* START Entries shown *

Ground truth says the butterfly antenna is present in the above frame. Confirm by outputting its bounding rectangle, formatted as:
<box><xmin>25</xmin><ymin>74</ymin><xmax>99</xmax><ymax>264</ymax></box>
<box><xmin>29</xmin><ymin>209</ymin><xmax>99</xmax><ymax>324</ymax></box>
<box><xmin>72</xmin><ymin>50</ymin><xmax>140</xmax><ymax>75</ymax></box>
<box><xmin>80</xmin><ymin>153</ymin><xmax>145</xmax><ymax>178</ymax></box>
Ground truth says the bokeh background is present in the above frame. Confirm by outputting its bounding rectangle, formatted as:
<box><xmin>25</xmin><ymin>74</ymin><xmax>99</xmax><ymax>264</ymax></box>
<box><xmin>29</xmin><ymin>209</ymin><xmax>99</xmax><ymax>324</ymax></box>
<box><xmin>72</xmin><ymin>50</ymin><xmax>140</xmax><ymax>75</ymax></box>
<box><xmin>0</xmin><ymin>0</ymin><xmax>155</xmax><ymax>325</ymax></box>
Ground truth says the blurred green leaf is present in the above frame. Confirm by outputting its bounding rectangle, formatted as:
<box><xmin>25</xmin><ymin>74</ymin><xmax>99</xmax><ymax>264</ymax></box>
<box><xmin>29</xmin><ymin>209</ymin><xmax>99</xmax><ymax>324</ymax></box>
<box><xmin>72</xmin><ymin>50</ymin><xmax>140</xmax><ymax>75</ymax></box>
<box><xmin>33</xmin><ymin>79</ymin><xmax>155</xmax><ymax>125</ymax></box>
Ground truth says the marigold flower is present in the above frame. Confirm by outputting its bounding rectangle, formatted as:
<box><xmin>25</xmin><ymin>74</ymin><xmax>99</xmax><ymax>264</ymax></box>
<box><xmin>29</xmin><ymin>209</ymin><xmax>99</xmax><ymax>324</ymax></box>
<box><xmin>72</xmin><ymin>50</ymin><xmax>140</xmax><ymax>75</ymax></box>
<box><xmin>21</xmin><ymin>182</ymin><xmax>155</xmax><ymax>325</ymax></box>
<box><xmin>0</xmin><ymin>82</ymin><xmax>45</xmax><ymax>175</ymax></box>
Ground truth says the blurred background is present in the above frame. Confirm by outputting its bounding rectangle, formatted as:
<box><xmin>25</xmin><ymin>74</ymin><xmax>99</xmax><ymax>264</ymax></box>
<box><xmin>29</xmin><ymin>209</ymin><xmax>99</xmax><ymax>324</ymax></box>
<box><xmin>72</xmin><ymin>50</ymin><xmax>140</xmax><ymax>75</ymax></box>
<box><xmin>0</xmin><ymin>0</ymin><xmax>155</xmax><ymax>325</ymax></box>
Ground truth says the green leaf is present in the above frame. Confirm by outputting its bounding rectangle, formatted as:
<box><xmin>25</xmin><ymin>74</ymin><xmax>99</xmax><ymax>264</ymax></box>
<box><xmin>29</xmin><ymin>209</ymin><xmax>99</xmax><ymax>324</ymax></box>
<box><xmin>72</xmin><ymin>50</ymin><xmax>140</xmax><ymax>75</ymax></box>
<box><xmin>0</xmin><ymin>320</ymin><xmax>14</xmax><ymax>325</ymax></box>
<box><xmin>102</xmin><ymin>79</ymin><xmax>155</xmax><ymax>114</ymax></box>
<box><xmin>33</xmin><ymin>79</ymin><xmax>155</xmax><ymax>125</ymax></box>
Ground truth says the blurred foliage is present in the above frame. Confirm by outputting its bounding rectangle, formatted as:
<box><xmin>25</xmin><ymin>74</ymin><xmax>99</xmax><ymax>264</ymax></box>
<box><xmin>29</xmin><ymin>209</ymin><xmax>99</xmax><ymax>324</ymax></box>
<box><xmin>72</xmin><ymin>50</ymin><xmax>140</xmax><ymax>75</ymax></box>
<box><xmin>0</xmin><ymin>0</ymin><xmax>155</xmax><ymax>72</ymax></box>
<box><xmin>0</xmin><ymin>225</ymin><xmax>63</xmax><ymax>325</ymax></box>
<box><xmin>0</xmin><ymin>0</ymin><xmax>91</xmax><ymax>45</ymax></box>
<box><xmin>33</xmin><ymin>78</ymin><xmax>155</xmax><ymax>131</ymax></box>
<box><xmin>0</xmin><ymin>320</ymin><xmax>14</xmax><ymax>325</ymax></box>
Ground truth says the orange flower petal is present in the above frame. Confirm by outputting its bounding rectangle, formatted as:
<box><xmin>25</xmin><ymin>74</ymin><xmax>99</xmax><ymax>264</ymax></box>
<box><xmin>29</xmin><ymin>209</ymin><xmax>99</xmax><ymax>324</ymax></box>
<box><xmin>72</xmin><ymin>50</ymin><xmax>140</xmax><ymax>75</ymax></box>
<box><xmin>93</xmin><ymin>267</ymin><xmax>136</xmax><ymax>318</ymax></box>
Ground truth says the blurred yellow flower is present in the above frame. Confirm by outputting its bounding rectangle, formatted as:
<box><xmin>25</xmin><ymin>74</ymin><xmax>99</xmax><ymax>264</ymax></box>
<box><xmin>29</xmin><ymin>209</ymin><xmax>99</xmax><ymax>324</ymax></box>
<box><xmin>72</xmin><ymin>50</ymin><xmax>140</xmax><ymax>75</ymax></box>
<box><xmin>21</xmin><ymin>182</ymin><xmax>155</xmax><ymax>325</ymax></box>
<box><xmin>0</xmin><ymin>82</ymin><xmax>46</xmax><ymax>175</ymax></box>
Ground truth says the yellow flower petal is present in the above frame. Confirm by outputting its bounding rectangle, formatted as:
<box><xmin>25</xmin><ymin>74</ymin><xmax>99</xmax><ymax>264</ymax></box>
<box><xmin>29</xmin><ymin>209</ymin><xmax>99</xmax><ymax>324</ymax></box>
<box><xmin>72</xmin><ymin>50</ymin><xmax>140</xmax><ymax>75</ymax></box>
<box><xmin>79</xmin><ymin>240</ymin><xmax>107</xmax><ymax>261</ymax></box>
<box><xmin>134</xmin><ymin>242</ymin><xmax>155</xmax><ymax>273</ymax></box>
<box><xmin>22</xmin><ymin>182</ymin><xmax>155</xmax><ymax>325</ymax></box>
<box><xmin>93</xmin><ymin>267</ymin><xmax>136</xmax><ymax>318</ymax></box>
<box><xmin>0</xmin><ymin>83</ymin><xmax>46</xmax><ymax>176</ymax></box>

* END Entries shown *

== Instruction ==
Each record above must be given again exactly.

== Solution below ==
Ground truth says the butterfly antenna is present in the above frame. Confirm by outputting its bounding rectangle, formatted as:
<box><xmin>25</xmin><ymin>74</ymin><xmax>99</xmax><ymax>264</ymax></box>
<box><xmin>29</xmin><ymin>209</ymin><xmax>99</xmax><ymax>324</ymax></box>
<box><xmin>72</xmin><ymin>50</ymin><xmax>140</xmax><ymax>75</ymax></box>
<box><xmin>80</xmin><ymin>153</ymin><xmax>145</xmax><ymax>178</ymax></box>
Ground truth says the bokeh background is present in the above frame. Confirm by outputting its bounding rectangle, formatted as:
<box><xmin>25</xmin><ymin>74</ymin><xmax>99</xmax><ymax>264</ymax></box>
<box><xmin>29</xmin><ymin>209</ymin><xmax>99</xmax><ymax>324</ymax></box>
<box><xmin>72</xmin><ymin>50</ymin><xmax>140</xmax><ymax>75</ymax></box>
<box><xmin>0</xmin><ymin>0</ymin><xmax>155</xmax><ymax>325</ymax></box>
Ground truth says the blurred green leaf is present in the above frame. Confirm by outputting its bounding rectangle, formatted as:
<box><xmin>25</xmin><ymin>74</ymin><xmax>99</xmax><ymax>264</ymax></box>
<box><xmin>29</xmin><ymin>209</ymin><xmax>99</xmax><ymax>324</ymax></box>
<box><xmin>72</xmin><ymin>50</ymin><xmax>140</xmax><ymax>75</ymax></box>
<box><xmin>33</xmin><ymin>79</ymin><xmax>155</xmax><ymax>125</ymax></box>
Ground truth says the marigold flower is present in the above frame. Confirm by outputting its bounding rectangle, formatted as:
<box><xmin>25</xmin><ymin>74</ymin><xmax>99</xmax><ymax>264</ymax></box>
<box><xmin>29</xmin><ymin>209</ymin><xmax>99</xmax><ymax>324</ymax></box>
<box><xmin>72</xmin><ymin>50</ymin><xmax>140</xmax><ymax>75</ymax></box>
<box><xmin>21</xmin><ymin>182</ymin><xmax>155</xmax><ymax>325</ymax></box>
<box><xmin>0</xmin><ymin>82</ymin><xmax>45</xmax><ymax>175</ymax></box>
Ground truth says the blurred background is present in the above frame. Confirm by outputting its bounding rectangle, formatted as:
<box><xmin>25</xmin><ymin>74</ymin><xmax>99</xmax><ymax>264</ymax></box>
<box><xmin>29</xmin><ymin>209</ymin><xmax>99</xmax><ymax>324</ymax></box>
<box><xmin>72</xmin><ymin>50</ymin><xmax>140</xmax><ymax>75</ymax></box>
<box><xmin>0</xmin><ymin>0</ymin><xmax>155</xmax><ymax>325</ymax></box>
Ground truth says the green leaf is present in the above frame. Confirm by outputting its bounding rectangle, formatted as:
<box><xmin>25</xmin><ymin>74</ymin><xmax>99</xmax><ymax>264</ymax></box>
<box><xmin>29</xmin><ymin>209</ymin><xmax>99</xmax><ymax>324</ymax></box>
<box><xmin>72</xmin><ymin>50</ymin><xmax>140</xmax><ymax>75</ymax></box>
<box><xmin>0</xmin><ymin>320</ymin><xmax>14</xmax><ymax>325</ymax></box>
<box><xmin>102</xmin><ymin>79</ymin><xmax>155</xmax><ymax>114</ymax></box>
<box><xmin>33</xmin><ymin>79</ymin><xmax>155</xmax><ymax>125</ymax></box>
Ground truth says the blurred foliage is present in the above frame. Confirm by outputting its bounding rectangle, formatted as:
<box><xmin>25</xmin><ymin>74</ymin><xmax>99</xmax><ymax>264</ymax></box>
<box><xmin>29</xmin><ymin>209</ymin><xmax>99</xmax><ymax>324</ymax></box>
<box><xmin>72</xmin><ymin>50</ymin><xmax>140</xmax><ymax>75</ymax></box>
<box><xmin>0</xmin><ymin>0</ymin><xmax>155</xmax><ymax>72</ymax></box>
<box><xmin>0</xmin><ymin>225</ymin><xmax>63</xmax><ymax>325</ymax></box>
<box><xmin>0</xmin><ymin>0</ymin><xmax>91</xmax><ymax>45</ymax></box>
<box><xmin>33</xmin><ymin>78</ymin><xmax>155</xmax><ymax>131</ymax></box>
<box><xmin>0</xmin><ymin>320</ymin><xmax>14</xmax><ymax>325</ymax></box>
Ground truth says the orange flower petal is present in the above frame. Confirm by outputting its bounding rectangle, formatted as:
<box><xmin>25</xmin><ymin>74</ymin><xmax>99</xmax><ymax>264</ymax></box>
<box><xmin>29</xmin><ymin>209</ymin><xmax>99</xmax><ymax>324</ymax></box>
<box><xmin>72</xmin><ymin>50</ymin><xmax>140</xmax><ymax>75</ymax></box>
<box><xmin>93</xmin><ymin>267</ymin><xmax>136</xmax><ymax>318</ymax></box>
Ground truth says the blurred yellow flower is present in the above frame. Confirm by outputting its bounding rectangle, formatted as:
<box><xmin>25</xmin><ymin>74</ymin><xmax>99</xmax><ymax>264</ymax></box>
<box><xmin>29</xmin><ymin>209</ymin><xmax>99</xmax><ymax>324</ymax></box>
<box><xmin>72</xmin><ymin>50</ymin><xmax>140</xmax><ymax>75</ymax></box>
<box><xmin>21</xmin><ymin>182</ymin><xmax>155</xmax><ymax>325</ymax></box>
<box><xmin>0</xmin><ymin>82</ymin><xmax>46</xmax><ymax>175</ymax></box>
Ground truth says the yellow flower petal is present in the above frame. Confirm by outputting its bounding rectangle, formatted as:
<box><xmin>25</xmin><ymin>74</ymin><xmax>99</xmax><ymax>264</ymax></box>
<box><xmin>29</xmin><ymin>209</ymin><xmax>99</xmax><ymax>324</ymax></box>
<box><xmin>72</xmin><ymin>50</ymin><xmax>140</xmax><ymax>75</ymax></box>
<box><xmin>79</xmin><ymin>240</ymin><xmax>107</xmax><ymax>261</ymax></box>
<box><xmin>134</xmin><ymin>242</ymin><xmax>155</xmax><ymax>273</ymax></box>
<box><xmin>22</xmin><ymin>182</ymin><xmax>155</xmax><ymax>325</ymax></box>
<box><xmin>93</xmin><ymin>267</ymin><xmax>136</xmax><ymax>318</ymax></box>
<box><xmin>0</xmin><ymin>83</ymin><xmax>46</xmax><ymax>176</ymax></box>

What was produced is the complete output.